◆ INPUT FOR THIS TASK
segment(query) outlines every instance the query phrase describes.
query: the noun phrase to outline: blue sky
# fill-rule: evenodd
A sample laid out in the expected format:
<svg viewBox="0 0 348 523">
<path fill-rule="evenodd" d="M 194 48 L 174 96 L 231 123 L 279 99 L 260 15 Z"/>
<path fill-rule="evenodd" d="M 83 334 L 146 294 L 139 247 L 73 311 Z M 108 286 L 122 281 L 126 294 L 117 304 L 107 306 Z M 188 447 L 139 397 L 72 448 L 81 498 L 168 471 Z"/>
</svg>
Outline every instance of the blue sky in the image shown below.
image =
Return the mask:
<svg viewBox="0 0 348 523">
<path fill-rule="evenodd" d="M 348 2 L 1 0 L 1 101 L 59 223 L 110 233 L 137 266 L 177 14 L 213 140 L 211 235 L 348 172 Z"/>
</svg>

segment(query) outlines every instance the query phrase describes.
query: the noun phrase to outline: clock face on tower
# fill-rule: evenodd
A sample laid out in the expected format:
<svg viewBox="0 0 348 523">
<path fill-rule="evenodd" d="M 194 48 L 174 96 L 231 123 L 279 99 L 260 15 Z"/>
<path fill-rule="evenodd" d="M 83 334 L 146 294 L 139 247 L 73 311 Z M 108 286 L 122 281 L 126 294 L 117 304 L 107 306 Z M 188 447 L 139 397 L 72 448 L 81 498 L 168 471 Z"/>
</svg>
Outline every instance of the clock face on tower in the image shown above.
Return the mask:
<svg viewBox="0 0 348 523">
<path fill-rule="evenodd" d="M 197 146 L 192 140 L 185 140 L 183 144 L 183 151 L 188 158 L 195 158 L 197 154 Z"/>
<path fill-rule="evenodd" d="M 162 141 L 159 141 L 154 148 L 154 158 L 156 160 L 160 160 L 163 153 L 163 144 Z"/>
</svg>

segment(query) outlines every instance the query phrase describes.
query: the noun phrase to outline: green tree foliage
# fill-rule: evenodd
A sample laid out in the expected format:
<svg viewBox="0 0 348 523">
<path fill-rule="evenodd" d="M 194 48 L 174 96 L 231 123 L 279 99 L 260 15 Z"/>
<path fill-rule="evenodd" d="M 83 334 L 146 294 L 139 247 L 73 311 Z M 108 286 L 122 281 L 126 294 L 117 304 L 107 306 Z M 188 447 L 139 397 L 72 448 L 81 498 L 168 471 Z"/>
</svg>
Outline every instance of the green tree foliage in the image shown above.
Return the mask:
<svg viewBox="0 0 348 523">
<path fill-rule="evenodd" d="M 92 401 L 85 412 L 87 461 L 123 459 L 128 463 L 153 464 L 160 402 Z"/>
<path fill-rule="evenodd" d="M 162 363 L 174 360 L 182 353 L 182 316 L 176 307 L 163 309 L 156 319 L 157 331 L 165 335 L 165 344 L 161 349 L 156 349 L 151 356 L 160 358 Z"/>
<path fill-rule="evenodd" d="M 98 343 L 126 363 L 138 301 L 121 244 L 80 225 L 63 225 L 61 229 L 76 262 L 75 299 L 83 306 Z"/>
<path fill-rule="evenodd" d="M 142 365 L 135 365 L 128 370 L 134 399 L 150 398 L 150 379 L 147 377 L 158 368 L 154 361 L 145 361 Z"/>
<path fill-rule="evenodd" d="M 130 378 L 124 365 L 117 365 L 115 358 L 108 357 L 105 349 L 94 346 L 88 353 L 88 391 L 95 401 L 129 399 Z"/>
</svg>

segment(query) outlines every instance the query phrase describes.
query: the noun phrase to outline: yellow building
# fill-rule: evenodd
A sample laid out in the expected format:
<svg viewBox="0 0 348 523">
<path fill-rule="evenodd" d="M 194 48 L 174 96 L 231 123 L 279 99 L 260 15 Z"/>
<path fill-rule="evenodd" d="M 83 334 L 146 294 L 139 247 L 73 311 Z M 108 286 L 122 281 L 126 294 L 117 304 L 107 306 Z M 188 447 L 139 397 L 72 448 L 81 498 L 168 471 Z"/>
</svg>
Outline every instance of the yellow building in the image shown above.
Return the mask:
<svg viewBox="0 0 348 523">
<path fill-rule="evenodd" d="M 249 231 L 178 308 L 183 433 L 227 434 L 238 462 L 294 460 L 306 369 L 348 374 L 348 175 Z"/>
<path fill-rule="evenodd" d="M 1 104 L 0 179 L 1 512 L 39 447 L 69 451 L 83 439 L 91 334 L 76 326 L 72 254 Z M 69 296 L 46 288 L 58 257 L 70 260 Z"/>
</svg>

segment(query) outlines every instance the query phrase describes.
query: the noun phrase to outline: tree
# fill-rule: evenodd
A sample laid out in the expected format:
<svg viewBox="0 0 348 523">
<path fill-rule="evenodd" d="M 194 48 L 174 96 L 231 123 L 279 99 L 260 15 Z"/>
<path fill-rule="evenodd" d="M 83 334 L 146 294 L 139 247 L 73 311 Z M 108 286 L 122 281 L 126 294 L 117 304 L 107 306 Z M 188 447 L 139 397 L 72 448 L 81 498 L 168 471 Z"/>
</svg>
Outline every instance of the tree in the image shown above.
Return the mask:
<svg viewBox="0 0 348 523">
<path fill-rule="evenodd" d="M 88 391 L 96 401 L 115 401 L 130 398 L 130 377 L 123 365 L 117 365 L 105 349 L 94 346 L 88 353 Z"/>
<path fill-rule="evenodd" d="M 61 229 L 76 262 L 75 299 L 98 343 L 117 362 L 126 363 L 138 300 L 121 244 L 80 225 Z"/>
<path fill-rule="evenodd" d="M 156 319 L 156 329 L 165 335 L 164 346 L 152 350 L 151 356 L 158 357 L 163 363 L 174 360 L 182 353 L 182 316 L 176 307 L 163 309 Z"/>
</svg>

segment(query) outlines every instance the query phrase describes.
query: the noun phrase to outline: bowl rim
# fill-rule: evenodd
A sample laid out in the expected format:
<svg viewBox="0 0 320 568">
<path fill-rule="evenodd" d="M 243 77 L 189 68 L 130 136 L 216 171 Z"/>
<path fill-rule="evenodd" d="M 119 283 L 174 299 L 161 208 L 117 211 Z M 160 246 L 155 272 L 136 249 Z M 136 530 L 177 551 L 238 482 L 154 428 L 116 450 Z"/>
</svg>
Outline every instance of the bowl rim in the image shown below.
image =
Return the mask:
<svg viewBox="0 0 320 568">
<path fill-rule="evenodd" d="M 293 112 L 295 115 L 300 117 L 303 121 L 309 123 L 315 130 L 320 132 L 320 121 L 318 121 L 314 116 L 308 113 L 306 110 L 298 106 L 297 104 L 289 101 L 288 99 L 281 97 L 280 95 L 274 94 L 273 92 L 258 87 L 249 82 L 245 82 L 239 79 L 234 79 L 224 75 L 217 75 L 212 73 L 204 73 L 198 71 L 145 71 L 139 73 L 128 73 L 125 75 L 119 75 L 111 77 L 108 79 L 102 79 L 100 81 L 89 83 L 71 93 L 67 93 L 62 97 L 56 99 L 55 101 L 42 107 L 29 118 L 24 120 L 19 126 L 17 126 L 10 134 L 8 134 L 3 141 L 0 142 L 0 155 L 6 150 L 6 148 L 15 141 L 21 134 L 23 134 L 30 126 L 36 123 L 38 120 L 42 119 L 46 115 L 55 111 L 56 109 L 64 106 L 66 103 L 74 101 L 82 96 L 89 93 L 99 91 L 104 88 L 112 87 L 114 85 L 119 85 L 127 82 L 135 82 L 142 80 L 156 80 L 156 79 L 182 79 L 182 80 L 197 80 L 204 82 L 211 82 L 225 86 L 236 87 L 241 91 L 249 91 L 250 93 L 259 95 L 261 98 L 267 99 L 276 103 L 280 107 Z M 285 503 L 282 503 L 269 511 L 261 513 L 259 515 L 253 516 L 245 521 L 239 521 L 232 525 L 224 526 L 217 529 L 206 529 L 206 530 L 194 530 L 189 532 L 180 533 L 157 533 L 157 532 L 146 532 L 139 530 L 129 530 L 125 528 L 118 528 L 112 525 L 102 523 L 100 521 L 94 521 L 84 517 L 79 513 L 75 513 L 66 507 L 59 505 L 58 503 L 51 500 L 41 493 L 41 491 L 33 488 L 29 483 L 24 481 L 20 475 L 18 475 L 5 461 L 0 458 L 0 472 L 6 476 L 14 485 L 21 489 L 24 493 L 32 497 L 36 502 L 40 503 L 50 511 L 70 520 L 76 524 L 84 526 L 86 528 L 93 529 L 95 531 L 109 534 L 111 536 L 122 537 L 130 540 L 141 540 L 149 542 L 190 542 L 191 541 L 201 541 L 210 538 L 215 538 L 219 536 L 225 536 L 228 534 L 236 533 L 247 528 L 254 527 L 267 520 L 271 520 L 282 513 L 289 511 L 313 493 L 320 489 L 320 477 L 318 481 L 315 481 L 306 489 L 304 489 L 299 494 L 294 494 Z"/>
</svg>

◆ WHAT THE TASK ASKS
Report how many lines of the records above contain the word "clock", matching case exactly. Give only the number.

◆ EXERCISE SOLUTION
2